*** Opening of Material provided ***

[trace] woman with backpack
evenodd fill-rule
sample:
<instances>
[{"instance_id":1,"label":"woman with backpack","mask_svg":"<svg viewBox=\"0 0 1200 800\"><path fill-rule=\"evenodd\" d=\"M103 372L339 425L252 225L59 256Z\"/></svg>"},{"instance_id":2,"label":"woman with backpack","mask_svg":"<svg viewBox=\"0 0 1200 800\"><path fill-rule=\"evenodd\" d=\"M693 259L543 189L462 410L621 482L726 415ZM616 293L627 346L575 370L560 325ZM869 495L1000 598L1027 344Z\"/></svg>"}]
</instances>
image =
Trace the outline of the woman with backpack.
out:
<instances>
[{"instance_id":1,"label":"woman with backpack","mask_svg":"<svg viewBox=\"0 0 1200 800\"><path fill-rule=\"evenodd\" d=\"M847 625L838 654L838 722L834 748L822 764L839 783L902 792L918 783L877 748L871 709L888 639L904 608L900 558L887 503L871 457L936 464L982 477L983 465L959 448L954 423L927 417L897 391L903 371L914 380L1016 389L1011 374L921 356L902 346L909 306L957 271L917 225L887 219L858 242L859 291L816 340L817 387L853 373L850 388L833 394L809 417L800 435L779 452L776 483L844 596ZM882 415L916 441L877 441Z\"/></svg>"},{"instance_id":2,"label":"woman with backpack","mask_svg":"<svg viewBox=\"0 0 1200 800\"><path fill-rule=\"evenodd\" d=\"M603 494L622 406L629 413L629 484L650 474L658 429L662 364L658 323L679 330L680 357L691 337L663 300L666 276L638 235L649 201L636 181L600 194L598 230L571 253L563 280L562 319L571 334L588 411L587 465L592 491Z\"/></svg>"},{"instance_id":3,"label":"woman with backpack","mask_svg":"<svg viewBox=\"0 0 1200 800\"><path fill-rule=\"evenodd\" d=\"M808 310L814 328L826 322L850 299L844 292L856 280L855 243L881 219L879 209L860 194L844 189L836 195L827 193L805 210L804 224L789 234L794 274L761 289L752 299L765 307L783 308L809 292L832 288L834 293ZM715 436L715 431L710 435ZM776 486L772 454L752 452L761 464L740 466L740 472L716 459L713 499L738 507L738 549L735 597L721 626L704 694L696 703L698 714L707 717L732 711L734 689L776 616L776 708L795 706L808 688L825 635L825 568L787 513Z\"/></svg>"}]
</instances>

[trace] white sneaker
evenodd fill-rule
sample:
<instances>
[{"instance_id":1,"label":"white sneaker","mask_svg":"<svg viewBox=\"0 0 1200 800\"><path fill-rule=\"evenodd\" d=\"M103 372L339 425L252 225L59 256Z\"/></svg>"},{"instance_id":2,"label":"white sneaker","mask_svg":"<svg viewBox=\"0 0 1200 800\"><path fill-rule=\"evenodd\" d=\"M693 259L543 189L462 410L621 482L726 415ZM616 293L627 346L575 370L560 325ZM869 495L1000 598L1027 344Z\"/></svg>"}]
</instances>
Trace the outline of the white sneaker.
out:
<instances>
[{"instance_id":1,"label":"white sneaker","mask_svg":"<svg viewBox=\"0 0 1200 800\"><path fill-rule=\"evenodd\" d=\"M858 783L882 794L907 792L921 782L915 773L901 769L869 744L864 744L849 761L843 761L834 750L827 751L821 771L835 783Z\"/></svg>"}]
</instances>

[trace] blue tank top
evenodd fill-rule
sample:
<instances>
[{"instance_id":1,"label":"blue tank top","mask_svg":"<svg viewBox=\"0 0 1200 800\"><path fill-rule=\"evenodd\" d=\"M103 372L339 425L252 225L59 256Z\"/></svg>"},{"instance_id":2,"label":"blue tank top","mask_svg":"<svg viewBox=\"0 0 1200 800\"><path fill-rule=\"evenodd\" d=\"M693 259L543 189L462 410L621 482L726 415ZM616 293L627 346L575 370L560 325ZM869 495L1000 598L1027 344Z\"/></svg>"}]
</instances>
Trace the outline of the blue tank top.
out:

*** Close of Material provided ***

Please repeat the data in full so that nothing differs from the original.

▶ Solution to the exercise
[trace] woman with backpack
evenodd fill-rule
sample:
<instances>
[{"instance_id":1,"label":"woman with backpack","mask_svg":"<svg viewBox=\"0 0 1200 800\"><path fill-rule=\"evenodd\" d=\"M103 372L339 425L252 225L59 256Z\"/></svg>"},{"instance_id":2,"label":"woman with backpack","mask_svg":"<svg viewBox=\"0 0 1200 800\"><path fill-rule=\"evenodd\" d=\"M693 259L543 189L462 410L621 482L726 415ZM616 293L627 346L575 370L560 325ZM869 495L1000 598L1027 344Z\"/></svg>"}]
</instances>
image =
Trace the outline of the woman with backpack.
out:
<instances>
[{"instance_id":1,"label":"woman with backpack","mask_svg":"<svg viewBox=\"0 0 1200 800\"><path fill-rule=\"evenodd\" d=\"M847 625L838 654L838 722L834 748L822 764L839 783L902 792L918 783L877 748L871 709L888 639L904 608L900 558L887 503L871 457L936 464L982 477L983 465L959 448L954 423L927 417L897 391L903 371L914 380L1016 389L1011 374L921 356L902 346L909 306L957 271L917 225L887 219L858 242L859 291L816 340L817 387L853 373L850 388L833 394L809 417L800 435L779 452L776 483L844 596ZM882 415L916 441L877 441Z\"/></svg>"},{"instance_id":2,"label":"woman with backpack","mask_svg":"<svg viewBox=\"0 0 1200 800\"><path fill-rule=\"evenodd\" d=\"M603 494L622 406L629 413L629 484L650 474L658 429L662 364L658 323L679 330L680 357L691 337L663 300L666 276L638 235L649 201L636 181L600 194L598 230L571 253L563 280L562 319L571 334L588 411L587 465L592 491Z\"/></svg>"},{"instance_id":3,"label":"woman with backpack","mask_svg":"<svg viewBox=\"0 0 1200 800\"><path fill-rule=\"evenodd\" d=\"M808 310L814 328L826 322L850 299L844 292L856 280L855 243L881 219L879 209L860 194L844 189L836 195L827 193L805 210L804 224L789 234L794 274L761 289L752 299L765 307L783 308L809 292L832 288L834 293ZM715 436L715 431L710 435ZM776 486L772 454L752 452L761 464L740 466L740 472L716 459L713 499L738 507L738 549L735 597L721 626L704 694L696 703L698 714L707 717L732 711L734 689L776 616L776 708L795 706L808 688L825 635L825 568L787 513Z\"/></svg>"}]
</instances>

[trace] white sneaker
evenodd fill-rule
sample:
<instances>
[{"instance_id":1,"label":"white sneaker","mask_svg":"<svg viewBox=\"0 0 1200 800\"><path fill-rule=\"evenodd\" d=\"M103 372L339 425L252 225L59 256Z\"/></svg>"},{"instance_id":2,"label":"white sneaker","mask_svg":"<svg viewBox=\"0 0 1200 800\"><path fill-rule=\"evenodd\" d=\"M693 259L543 189L462 410L621 482L726 415ZM616 293L627 346L575 370L560 325ZM869 495L1000 598L1027 344Z\"/></svg>"}]
</instances>
Trace the outline of the white sneaker.
out:
<instances>
[{"instance_id":1,"label":"white sneaker","mask_svg":"<svg viewBox=\"0 0 1200 800\"><path fill-rule=\"evenodd\" d=\"M858 783L882 794L907 792L921 782L915 773L901 769L869 744L864 744L849 761L843 761L834 750L827 751L821 771L835 783Z\"/></svg>"}]
</instances>

[trace] blue tank top
evenodd fill-rule
sample:
<instances>
[{"instance_id":1,"label":"blue tank top","mask_svg":"<svg viewBox=\"0 0 1200 800\"><path fill-rule=\"evenodd\" d=\"M103 372L339 425L252 225L59 256Z\"/></svg>"},{"instance_id":2,"label":"blue tank top","mask_svg":"<svg viewBox=\"0 0 1200 800\"><path fill-rule=\"evenodd\" d=\"M693 259L543 189L462 410L621 482L726 415ZM616 293L627 346L575 370L560 325ZM869 495L1000 598L1027 344Z\"/></svg>"}]
</instances>
Trace the outline of the blue tank top.
out:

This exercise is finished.